So the differences are attitudinal. And physical. 

For pure pig-iron, as my father-in-law would think but never say (never say what you mean being a standard Irish-man-of-a-certain-age approach to life), maybe I’ll document the physical changes that have happened in those six months. Look away now if you’re not into that kind of thing.

Starting from the top.
Hair - wirier, whiter, shorter, falling-outer after radiotherapy but not too bad the rest of the time. Lots of it on the floor and carpet now. A real pain to clean up.

Face - as previously mentioned, pretty fecking fecked at the moment. Red, dry, spotty, greasy, hairy, blotchy, pustulent. Get this - overgrowing eyelashes, like an old Indian man’s sacred toenails. Forward-encroaching hairline at the temples. So hair falling out of my head but proliferating on my visage. Good symmetry.

○ ○ ○

Carry on the head-to-toe account of bodily changes during treatment, starting right after its final sentence.

○ ○ ○

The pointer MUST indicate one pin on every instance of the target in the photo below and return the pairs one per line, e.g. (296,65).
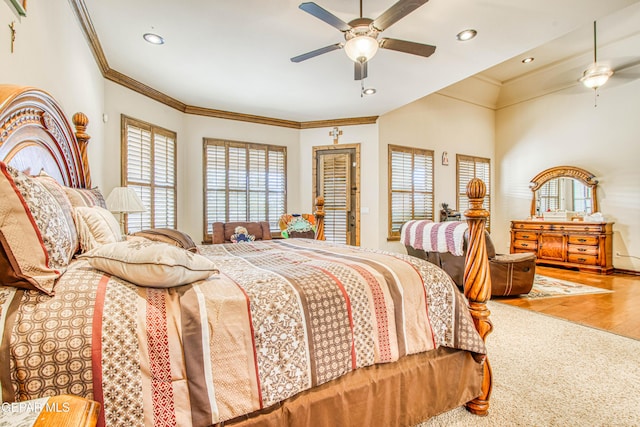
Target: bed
(293,332)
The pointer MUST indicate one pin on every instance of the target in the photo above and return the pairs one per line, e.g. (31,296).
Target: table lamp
(124,200)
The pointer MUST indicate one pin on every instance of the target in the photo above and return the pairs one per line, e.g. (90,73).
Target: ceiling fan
(361,35)
(598,73)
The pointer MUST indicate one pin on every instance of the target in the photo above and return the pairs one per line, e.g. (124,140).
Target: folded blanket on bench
(432,236)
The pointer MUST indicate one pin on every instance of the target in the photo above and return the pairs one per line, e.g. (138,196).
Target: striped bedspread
(282,317)
(432,236)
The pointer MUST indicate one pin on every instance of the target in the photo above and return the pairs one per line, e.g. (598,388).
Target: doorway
(336,176)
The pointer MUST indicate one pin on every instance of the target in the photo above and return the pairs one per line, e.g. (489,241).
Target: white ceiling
(234,55)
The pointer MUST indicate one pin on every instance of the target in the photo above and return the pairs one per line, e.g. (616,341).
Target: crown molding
(351,121)
(82,14)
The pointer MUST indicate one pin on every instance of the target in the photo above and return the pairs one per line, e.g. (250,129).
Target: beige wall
(438,123)
(51,53)
(190,131)
(565,128)
(521,140)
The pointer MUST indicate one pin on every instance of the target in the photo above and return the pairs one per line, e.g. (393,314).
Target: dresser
(583,245)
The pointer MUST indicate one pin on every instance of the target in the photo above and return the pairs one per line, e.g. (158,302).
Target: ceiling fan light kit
(361,48)
(597,74)
(361,35)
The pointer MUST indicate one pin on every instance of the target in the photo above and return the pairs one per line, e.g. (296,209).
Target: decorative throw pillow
(58,193)
(85,197)
(242,235)
(169,235)
(96,226)
(25,224)
(151,264)
(297,225)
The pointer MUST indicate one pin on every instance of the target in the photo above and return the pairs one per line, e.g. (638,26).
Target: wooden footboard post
(80,121)
(477,282)
(319,214)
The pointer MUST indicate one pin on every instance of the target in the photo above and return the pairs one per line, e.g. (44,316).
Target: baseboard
(623,271)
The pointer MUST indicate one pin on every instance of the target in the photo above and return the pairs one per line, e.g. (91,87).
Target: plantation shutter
(243,182)
(150,170)
(335,186)
(411,186)
(469,167)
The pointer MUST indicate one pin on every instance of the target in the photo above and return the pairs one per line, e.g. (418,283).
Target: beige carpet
(551,372)
(545,287)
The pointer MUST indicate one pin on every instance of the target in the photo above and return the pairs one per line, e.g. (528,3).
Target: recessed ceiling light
(465,35)
(153,38)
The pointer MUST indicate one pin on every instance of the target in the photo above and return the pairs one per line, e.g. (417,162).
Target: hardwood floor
(617,312)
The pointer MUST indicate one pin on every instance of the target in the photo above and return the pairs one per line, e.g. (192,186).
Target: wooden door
(336,177)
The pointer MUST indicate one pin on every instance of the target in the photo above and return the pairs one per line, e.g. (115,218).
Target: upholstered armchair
(511,274)
(298,226)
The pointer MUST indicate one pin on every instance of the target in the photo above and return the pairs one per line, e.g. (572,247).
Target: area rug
(545,287)
(552,372)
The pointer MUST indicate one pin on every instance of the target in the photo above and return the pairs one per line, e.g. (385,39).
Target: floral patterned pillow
(242,235)
(35,238)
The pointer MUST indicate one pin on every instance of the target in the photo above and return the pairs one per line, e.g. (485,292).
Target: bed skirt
(403,393)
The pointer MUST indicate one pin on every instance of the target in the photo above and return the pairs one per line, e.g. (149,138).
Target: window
(469,167)
(410,186)
(149,154)
(243,182)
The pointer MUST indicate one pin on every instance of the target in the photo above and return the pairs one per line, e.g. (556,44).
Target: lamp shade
(124,200)
(361,48)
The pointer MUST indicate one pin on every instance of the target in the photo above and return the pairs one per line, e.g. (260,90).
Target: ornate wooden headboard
(35,134)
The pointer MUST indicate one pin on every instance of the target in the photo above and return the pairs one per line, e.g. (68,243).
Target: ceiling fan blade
(414,48)
(360,70)
(316,52)
(396,12)
(325,15)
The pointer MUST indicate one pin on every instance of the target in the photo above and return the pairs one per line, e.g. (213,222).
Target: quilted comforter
(281,317)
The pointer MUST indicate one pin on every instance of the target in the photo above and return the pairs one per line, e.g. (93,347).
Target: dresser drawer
(583,259)
(525,235)
(583,240)
(528,245)
(583,249)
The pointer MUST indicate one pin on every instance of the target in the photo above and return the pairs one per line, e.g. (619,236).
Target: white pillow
(96,226)
(151,264)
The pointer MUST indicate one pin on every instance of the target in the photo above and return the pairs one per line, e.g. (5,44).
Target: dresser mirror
(564,189)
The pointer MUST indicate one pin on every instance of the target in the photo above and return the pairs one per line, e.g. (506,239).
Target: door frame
(314,173)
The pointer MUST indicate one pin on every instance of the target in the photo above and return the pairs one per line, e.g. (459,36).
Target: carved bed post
(477,282)
(319,214)
(80,121)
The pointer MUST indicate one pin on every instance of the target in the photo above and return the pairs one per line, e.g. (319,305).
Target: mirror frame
(587,178)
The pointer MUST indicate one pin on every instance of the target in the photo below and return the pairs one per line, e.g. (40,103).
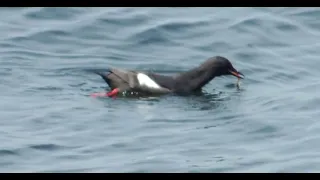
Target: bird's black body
(183,83)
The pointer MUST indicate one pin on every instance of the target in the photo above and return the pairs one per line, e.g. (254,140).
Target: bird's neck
(196,78)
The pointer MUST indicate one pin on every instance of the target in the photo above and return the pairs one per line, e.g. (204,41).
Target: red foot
(112,93)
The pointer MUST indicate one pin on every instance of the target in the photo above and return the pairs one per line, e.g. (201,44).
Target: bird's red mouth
(236,74)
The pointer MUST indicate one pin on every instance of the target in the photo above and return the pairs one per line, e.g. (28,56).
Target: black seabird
(121,80)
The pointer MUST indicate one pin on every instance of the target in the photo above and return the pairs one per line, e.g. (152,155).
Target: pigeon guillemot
(121,80)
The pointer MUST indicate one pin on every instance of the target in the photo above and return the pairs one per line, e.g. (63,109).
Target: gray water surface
(49,123)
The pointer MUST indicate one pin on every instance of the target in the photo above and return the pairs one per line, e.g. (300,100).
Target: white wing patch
(144,80)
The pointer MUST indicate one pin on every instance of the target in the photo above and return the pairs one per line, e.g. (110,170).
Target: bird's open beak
(237,74)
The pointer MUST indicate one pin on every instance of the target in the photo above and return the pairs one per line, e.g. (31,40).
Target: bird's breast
(146,81)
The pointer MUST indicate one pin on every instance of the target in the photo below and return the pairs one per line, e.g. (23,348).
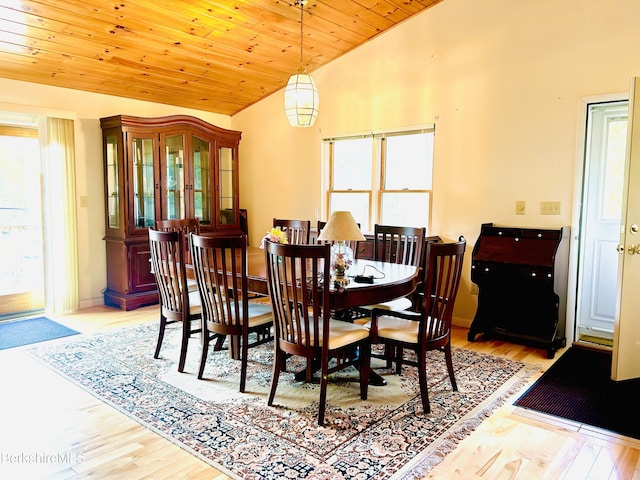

○ ○ ○

Expected answer
Neck - spotty and scratchy, with my first scar, a little grey wrinkly dent, from where the line of my portocath was poked into my vena cava. Further down, another pokey-to-get-in-there scar and then the proper slice-across one, maybe 3cm long with its little hard hockey puck pushing up from underneath. I forget about it all the time now, but I am reminded of when I was terrified that it would be uncomfortable forever. I neglected to tell my beauty therapist at the spa last week that I was a leper - I mean have cancer - they do get very haughty about that kind of thing in there, oh we couldn’t possibly put some old over-priced Nivea on you with your chemotherapied skin in case you sue us - like that’s my biggest worry. So I failed to tick the Cancer box on the over-elaborate check-in form and just told her I had acne. She would have got a bit of a fright if her lovely manicured Polish fingers came across a small tin of Vaseline under my skin just above my third rib, but thankfully her fancy facial massage techniques didn’t extend that far. (Note to spas - include a Chemo package and milk the cancer market for all it’s worth. Small kickback to me for the tip please.)

Anyway, we digress from the categorical run-down of my physical flaws.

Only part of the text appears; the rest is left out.